• **THINGS TO DO**:
[A] In the post about the server crashes, which command is used to start a manual patrol read?
[B] Reproduce the section of the post about the server crashes that begins with the words containing "mif0: COMMAND 0xffffffff892bc998" and ends with "where you're looking.".
[C] Based on the post about the server crashes, state whether each statement agrees with it: (i) all of the disks are SAS; (ii) Server 1 has System BIOS version 1.5.1; (iii) the console reports a command timeout after 30 seconds. For each, answer yes or no and quote the deciding words.

• **TEXT PROVIDED**:
==============================
We first became aware of this problem about a month ago. A database server was up but was completely unresponsive to anything other than pings. I power cycled it via the DRAC and after we couldn't find anything suspicious in the logs, we figured it was a fluke. Until the next day, when its twin did the same exact thing. This time, I was able to get a screen shot through the DRAC console. Using old daily outputs and that screenshot, we correlated the crashes to patrol reads. Since then, we've only seen it "in the wild" on one other machine, a 1950, but I've been trying to chase the problem down without much luck. I'm fortunate to have three machines at my disposal for this testing, so I was able to try a variety of combinations:

Server 1:
Chassis:          2950 v1
System BIOS: 1.1.0 PERC firmware: 1.00.01-0088 PERC F/W (from the 5.0.1-0030 A00 package)
OS:               6.2-R_p7, 6-STABLE

Server 2:
Chassis:          2950 v1
System BIOS:      1.1.0
PERC firmware:    1.03.10-0216 PERC F/W (from the 5.1.1-0040 package)
OS:               6.2-R_p7, 6-STABLE

Server 3:
Chassis:          2950 v2
System BIOS:      1.5.1
PERC firmware:    1.03.10-0216 PERC F/W (from the 5.1.1-0040 package)
OS:               6.2-R_p7

They're all running amd64 and each combination was tried with and without the linux_mfi.ko patches found in PR-113232. For disks, they all have 2x36gb RAID1, 4x73gb RAID10 (all SAS.) We use linux_mfi.ko+linux-megacli for management.

The original problem occurred during automatic patrol reads coupled with heavy disk load. I've changed the delay interval for the automatic patrol reads and tried to reproduce it but haven't had enough success to make it useful for troubleshooting. Since the automatic reads are meant to be as least aggressive as possible, I've been running a manual patrol read (megacli -AdpPR -Start -a0), which triggers a crash regardless of what I/O is like. The behavior has little to no variation; shortly after the read is started, disk writes immediately cease (shown via an scp from another machine). After a minute, the console will begin to fill up with lines such as:

mif0: COMMAND 0xffffffff892bc998 TIMEOUT AFTER 45 SECONDS

The first 8 values of the hex never change - I bring that up because I suspect the problem has something to do with the enclosure, which is attached at 8, 255, or fffffff, depending on where you're looking.
==============================
(Rows taken from a dataset)
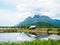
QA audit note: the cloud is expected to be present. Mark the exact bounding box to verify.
[17,0,60,18]
[0,9,19,26]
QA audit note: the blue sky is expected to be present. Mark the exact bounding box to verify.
[0,0,60,26]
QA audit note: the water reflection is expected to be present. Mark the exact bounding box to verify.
[0,32,60,42]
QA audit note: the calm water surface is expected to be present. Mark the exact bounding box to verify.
[0,33,60,42]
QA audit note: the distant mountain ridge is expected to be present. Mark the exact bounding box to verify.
[18,15,60,26]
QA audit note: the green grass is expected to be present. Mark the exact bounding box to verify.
[0,39,60,45]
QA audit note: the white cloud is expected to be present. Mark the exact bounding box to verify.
[0,0,60,25]
[17,0,60,18]
[0,9,19,26]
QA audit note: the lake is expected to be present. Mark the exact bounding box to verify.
[0,32,60,42]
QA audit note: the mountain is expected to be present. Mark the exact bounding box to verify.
[18,15,60,26]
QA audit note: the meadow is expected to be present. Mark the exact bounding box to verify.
[0,39,60,45]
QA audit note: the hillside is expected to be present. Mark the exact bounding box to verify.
[17,15,60,27]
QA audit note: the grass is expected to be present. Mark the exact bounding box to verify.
[0,39,60,45]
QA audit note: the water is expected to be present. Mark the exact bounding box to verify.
[0,33,60,42]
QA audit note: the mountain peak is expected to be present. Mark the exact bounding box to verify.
[33,15,40,18]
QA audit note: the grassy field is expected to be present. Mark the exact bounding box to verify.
[0,39,60,45]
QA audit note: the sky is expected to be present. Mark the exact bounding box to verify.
[0,0,60,26]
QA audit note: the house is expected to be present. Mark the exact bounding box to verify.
[29,25,36,29]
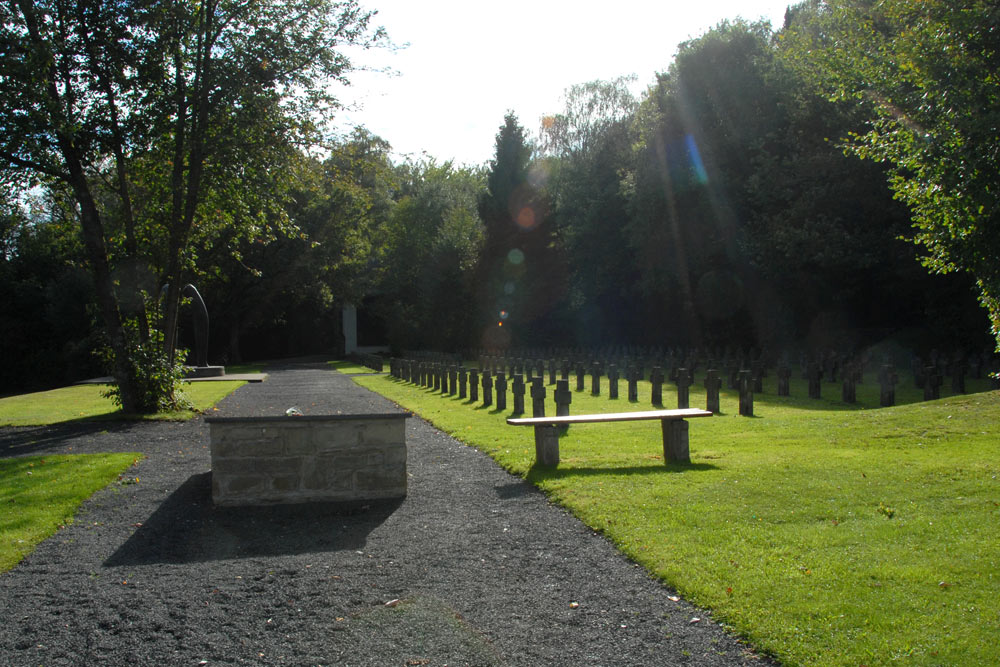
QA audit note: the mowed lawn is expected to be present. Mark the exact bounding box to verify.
[0,380,246,426]
[0,452,142,573]
[355,377,1000,666]
[0,381,246,573]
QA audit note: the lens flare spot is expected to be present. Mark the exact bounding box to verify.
[507,248,524,266]
[517,206,538,229]
[684,134,708,185]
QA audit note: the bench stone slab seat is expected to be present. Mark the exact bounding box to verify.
[507,408,712,466]
[205,412,410,506]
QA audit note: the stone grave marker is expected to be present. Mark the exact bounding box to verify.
[482,369,493,408]
[778,363,792,396]
[552,380,573,417]
[705,368,722,414]
[739,371,753,417]
[840,364,860,403]
[625,366,639,403]
[608,364,618,401]
[510,373,524,415]
[531,377,545,417]
[951,359,966,394]
[649,366,663,405]
[674,368,694,410]
[496,371,507,410]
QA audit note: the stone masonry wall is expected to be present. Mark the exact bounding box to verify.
[206,413,409,505]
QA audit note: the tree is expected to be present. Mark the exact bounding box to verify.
[0,0,382,411]
[377,161,484,351]
[625,21,783,344]
[784,0,1000,347]
[479,113,566,347]
[541,76,639,345]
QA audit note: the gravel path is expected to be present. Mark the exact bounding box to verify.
[0,365,770,666]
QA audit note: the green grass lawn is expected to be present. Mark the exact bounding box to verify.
[0,381,246,426]
[355,377,1000,665]
[0,452,142,572]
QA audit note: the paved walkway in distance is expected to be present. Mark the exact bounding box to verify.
[0,365,769,667]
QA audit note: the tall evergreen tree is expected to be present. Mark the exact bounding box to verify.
[479,112,566,347]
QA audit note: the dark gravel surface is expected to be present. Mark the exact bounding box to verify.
[0,365,770,666]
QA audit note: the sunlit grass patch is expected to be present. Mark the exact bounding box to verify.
[0,380,246,426]
[0,452,142,572]
[356,377,1000,665]
[326,360,386,375]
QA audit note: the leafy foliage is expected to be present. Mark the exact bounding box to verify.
[786,0,1000,352]
[103,320,191,413]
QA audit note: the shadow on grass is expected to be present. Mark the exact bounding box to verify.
[525,462,719,483]
[104,472,403,567]
[0,417,146,458]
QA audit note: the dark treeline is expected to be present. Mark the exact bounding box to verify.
[0,5,990,392]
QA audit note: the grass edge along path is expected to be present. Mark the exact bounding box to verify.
[0,452,142,574]
[354,376,1000,666]
[0,380,246,426]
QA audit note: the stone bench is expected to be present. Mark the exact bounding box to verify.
[206,412,410,505]
[507,408,712,466]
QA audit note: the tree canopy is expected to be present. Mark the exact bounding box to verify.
[782,0,1000,352]
[0,0,381,411]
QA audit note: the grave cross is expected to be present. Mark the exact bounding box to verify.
[649,366,663,405]
[483,369,493,408]
[840,364,860,403]
[951,359,967,394]
[674,368,694,409]
[510,373,524,415]
[531,377,545,417]
[705,368,722,414]
[740,371,753,417]
[750,359,764,394]
[625,366,639,403]
[552,380,573,417]
[778,364,792,396]
[496,371,507,410]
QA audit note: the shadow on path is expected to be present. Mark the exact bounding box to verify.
[104,472,403,567]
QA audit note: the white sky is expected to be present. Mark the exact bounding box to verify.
[340,0,790,166]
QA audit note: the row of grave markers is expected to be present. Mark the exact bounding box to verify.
[389,358,912,417]
[389,354,985,416]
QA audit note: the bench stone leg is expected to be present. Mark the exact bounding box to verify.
[660,419,691,463]
[535,424,559,466]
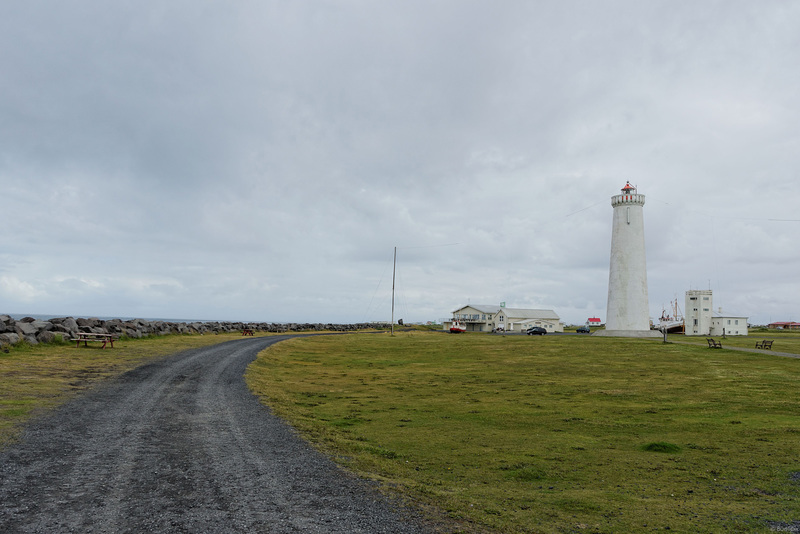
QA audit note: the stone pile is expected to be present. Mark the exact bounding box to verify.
[0,315,389,345]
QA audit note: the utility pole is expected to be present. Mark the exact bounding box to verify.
[392,247,397,335]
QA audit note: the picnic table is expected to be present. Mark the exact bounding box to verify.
[756,339,772,350]
[72,332,114,349]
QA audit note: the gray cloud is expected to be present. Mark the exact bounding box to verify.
[0,1,800,322]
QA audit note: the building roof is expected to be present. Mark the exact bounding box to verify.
[711,312,747,319]
[498,308,560,321]
[453,304,502,313]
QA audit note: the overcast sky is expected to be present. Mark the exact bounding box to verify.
[0,0,800,324]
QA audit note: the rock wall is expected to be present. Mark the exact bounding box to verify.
[0,315,390,345]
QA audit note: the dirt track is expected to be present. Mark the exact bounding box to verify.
[0,336,432,534]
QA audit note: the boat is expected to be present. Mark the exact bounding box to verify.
[450,320,467,334]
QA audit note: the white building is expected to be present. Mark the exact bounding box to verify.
[684,289,749,336]
[443,304,564,332]
[711,308,749,336]
[683,289,714,336]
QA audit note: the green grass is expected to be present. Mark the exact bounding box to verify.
[247,332,800,533]
[0,333,250,447]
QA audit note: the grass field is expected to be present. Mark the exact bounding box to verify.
[247,332,800,533]
[0,334,241,447]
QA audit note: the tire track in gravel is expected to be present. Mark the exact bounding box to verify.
[0,336,438,534]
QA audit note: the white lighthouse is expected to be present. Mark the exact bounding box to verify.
[595,182,661,337]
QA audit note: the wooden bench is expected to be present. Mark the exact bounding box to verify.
[72,332,114,349]
[756,339,772,350]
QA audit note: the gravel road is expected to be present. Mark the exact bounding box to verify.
[0,336,436,534]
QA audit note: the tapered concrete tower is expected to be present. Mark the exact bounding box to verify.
[595,182,661,337]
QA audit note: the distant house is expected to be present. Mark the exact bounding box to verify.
[767,321,800,330]
[443,304,564,332]
[709,310,748,336]
[683,289,748,336]
[442,304,500,332]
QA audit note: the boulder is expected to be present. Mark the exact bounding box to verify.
[15,321,39,336]
[0,332,19,345]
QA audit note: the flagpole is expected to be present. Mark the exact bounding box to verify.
[392,247,397,335]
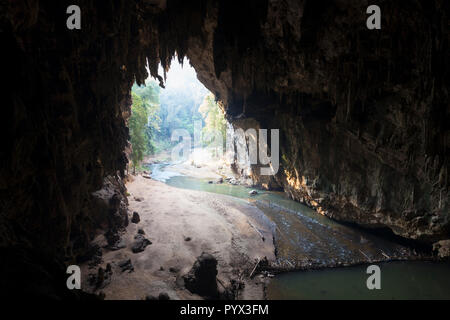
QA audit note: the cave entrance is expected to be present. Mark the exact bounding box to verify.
[128,58,227,178]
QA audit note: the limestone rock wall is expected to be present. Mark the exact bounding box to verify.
[0,0,450,296]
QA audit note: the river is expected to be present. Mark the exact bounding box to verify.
[150,164,450,299]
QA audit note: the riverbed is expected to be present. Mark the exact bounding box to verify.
[151,164,450,299]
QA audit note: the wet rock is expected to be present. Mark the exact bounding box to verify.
[88,263,112,290]
[131,234,152,253]
[169,267,180,273]
[131,211,141,223]
[433,239,450,259]
[109,239,127,251]
[183,253,218,298]
[117,259,134,273]
[105,229,120,247]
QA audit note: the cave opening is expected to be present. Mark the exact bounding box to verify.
[0,0,450,299]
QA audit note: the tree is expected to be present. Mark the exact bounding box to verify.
[198,93,227,154]
[128,92,148,174]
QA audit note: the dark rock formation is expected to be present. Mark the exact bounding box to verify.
[131,234,152,253]
[0,0,450,296]
[183,253,218,298]
[117,259,134,273]
[131,211,141,223]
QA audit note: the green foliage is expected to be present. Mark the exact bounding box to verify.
[198,93,227,156]
[128,82,161,173]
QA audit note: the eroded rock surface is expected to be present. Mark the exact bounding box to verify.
[0,0,450,298]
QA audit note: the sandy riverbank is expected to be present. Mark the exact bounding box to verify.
[83,176,275,299]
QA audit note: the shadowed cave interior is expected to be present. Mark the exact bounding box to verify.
[0,0,450,299]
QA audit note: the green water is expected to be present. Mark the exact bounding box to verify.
[267,261,450,300]
[152,166,450,299]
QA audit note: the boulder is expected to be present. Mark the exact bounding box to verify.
[131,234,152,253]
[183,252,218,298]
[131,211,141,223]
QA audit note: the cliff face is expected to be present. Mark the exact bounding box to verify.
[0,0,450,296]
[180,1,449,241]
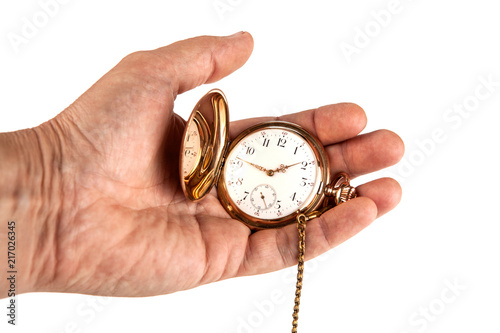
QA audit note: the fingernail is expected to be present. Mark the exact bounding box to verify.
[227,31,245,37]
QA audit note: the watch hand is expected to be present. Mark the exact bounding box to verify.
[260,192,267,208]
[236,157,267,172]
[273,162,302,173]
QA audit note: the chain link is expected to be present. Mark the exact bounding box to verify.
[292,214,307,333]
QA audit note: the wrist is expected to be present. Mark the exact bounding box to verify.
[0,123,62,297]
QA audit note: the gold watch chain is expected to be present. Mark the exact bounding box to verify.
[292,214,307,333]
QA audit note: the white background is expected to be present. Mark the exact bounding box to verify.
[0,0,500,333]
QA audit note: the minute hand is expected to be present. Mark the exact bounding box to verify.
[273,162,302,173]
[236,157,267,172]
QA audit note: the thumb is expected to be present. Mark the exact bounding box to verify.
[118,31,253,97]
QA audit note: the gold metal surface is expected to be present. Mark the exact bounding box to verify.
[179,89,229,201]
[180,89,357,333]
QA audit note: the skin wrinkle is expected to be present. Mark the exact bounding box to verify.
[316,216,334,253]
[0,33,398,296]
[273,230,298,268]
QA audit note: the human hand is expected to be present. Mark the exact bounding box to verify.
[0,33,403,296]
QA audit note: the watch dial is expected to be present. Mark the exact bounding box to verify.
[181,120,200,177]
[223,127,320,220]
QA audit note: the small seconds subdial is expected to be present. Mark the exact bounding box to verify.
[250,184,276,210]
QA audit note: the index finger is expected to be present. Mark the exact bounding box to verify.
[230,103,366,146]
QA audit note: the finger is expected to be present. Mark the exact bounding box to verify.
[356,178,402,218]
[325,130,404,178]
[238,197,377,275]
[230,103,366,146]
[121,32,253,97]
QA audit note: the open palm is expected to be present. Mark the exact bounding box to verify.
[31,33,403,296]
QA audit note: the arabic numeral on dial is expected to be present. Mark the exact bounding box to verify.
[276,138,286,148]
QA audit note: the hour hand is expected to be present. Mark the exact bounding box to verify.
[236,157,267,172]
[273,162,302,173]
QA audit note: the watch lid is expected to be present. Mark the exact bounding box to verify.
[179,89,229,201]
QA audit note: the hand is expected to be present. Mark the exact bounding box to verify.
[0,33,403,296]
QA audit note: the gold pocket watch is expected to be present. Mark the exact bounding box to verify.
[179,89,356,332]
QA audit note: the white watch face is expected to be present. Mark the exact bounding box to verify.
[223,127,320,220]
[181,120,200,177]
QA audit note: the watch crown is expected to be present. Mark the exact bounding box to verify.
[325,172,357,205]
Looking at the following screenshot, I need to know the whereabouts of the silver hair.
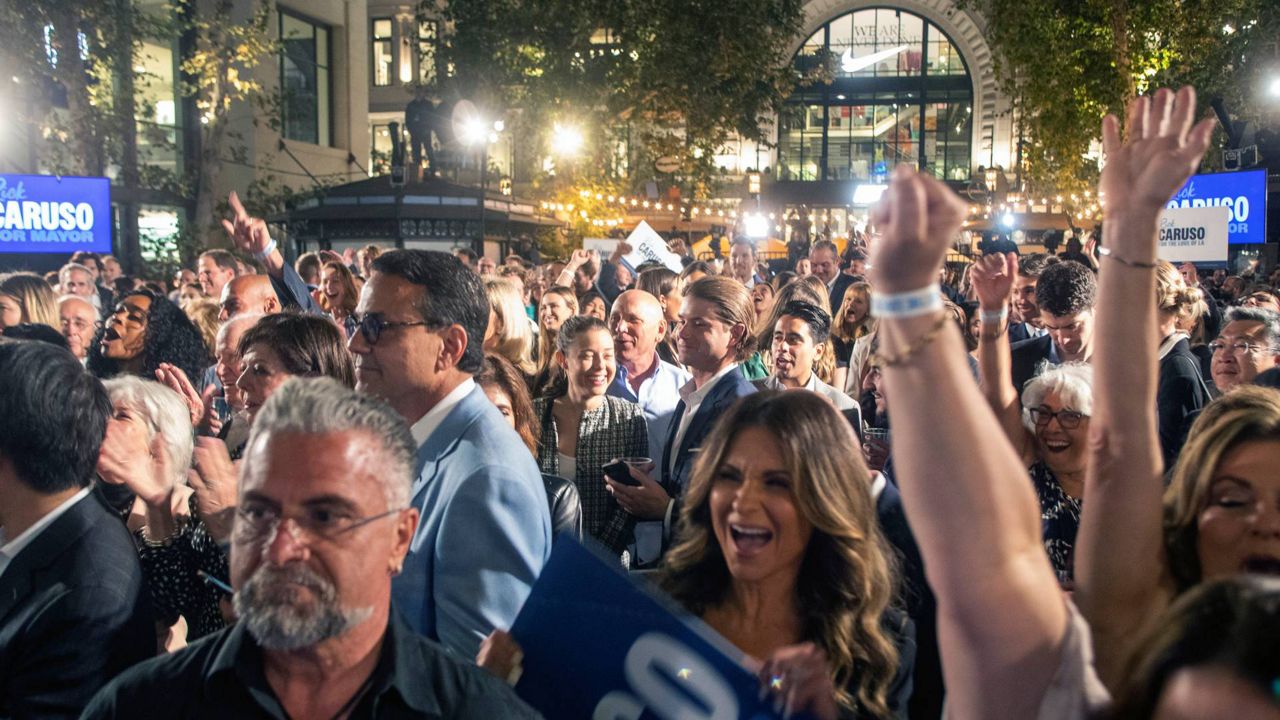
[102,375,195,484]
[58,263,93,284]
[1226,306,1280,350]
[1023,363,1093,432]
[244,378,417,510]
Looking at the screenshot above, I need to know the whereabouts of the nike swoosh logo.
[840,45,911,73]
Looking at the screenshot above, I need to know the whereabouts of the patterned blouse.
[1030,462,1080,583]
[137,496,230,642]
[534,396,649,552]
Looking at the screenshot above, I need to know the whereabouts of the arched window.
[778,8,973,182]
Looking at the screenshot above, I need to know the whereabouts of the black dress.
[1030,461,1080,583]
[138,496,230,642]
[1156,338,1210,470]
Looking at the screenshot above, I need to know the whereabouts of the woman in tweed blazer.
[534,315,649,553]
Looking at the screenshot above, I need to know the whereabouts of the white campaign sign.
[622,220,685,273]
[1156,206,1231,263]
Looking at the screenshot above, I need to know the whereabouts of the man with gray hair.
[58,263,102,314]
[83,378,536,719]
[1208,302,1280,392]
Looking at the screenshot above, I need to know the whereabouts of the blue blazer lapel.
[410,386,489,497]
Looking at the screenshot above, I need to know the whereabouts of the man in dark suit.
[1011,261,1098,395]
[809,240,858,313]
[605,275,755,556]
[0,341,156,717]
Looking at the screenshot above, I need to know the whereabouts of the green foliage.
[964,0,1276,193]
[435,0,803,196]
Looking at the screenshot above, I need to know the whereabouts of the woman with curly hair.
[484,278,538,376]
[831,282,876,388]
[87,290,212,379]
[479,392,914,720]
[659,392,911,717]
[0,273,60,329]
[317,260,360,338]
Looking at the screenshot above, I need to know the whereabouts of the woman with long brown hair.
[477,392,914,720]
[659,392,911,717]
[529,284,577,400]
[317,260,360,338]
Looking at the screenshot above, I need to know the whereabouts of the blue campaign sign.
[511,537,777,720]
[1167,170,1267,245]
[0,176,111,254]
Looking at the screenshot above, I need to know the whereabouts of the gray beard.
[232,565,374,651]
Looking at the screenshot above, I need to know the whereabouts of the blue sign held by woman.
[0,176,111,254]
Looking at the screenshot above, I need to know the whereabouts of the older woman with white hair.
[97,375,229,638]
[970,245,1093,587]
[484,278,538,382]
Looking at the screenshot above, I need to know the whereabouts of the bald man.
[608,290,690,457]
[58,295,97,363]
[218,275,280,322]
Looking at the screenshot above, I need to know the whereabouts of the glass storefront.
[777,8,973,182]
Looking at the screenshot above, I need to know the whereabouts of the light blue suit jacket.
[392,387,552,660]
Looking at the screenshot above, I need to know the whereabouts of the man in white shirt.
[348,250,552,659]
[605,275,755,556]
[609,290,692,457]
[0,341,156,717]
[763,300,858,411]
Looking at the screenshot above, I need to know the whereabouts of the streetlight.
[461,115,507,255]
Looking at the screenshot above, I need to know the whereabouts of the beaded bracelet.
[1098,247,1158,270]
[872,313,954,368]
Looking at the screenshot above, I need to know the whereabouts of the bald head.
[218,275,280,320]
[214,313,262,407]
[609,290,667,363]
[58,295,97,360]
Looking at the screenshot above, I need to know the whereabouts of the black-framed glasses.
[1028,407,1088,430]
[236,502,406,542]
[1208,340,1266,355]
[356,313,433,345]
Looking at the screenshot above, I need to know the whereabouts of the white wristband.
[255,236,275,260]
[978,305,1009,325]
[872,283,942,318]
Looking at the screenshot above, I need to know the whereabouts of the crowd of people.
[0,88,1280,720]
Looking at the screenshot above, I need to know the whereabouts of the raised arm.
[872,168,1068,717]
[1075,87,1213,685]
[969,252,1036,458]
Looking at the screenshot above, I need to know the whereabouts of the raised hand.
[1098,87,1213,228]
[756,643,840,720]
[156,363,206,428]
[868,165,965,292]
[97,420,174,509]
[969,252,1018,311]
[567,249,595,270]
[223,190,271,255]
[187,437,237,542]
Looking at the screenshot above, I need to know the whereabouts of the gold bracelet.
[1098,247,1160,270]
[872,313,954,368]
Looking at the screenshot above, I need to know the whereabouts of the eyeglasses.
[356,313,436,345]
[236,502,404,542]
[1028,407,1088,430]
[1208,340,1267,355]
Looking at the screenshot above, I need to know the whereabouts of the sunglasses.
[356,313,439,346]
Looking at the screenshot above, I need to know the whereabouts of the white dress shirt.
[0,486,93,575]
[410,378,476,447]
[663,363,740,473]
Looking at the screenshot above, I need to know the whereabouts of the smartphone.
[604,460,640,488]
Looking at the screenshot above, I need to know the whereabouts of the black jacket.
[1156,338,1210,470]
[1010,334,1053,397]
[0,484,156,719]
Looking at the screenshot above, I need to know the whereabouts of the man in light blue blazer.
[349,250,552,659]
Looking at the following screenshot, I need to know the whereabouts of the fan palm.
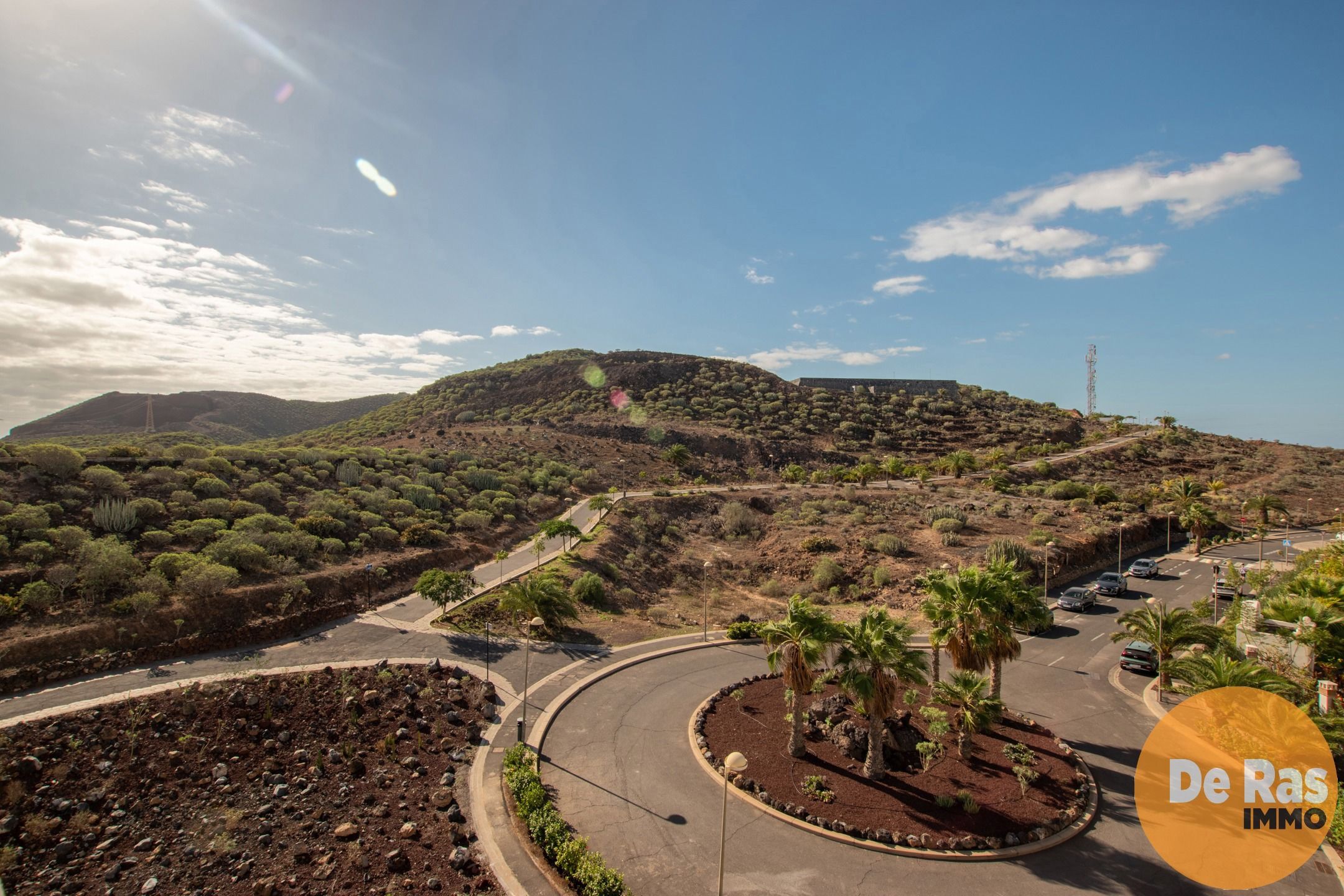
==============================
• **REPLIES**:
[A] megacli -AdpPR -Start -a0

[B]
mif0: COMMAND 0xffffffff892bc998 TIMEOUT AFTER 45 SECONDS

The first 8 values of the hex never change - I bring that up because I suspect the problem has something to do with the enclosure, which is attached at 8, 255, or fffffff, depending on where you're looking.

[C]
(i) Yes: "(all SAS.)"
(ii) No: "System BIOS: 1.1.0 PERC firmware"
(iii) No: "TIMEOUT AFTER 45 SECONDS"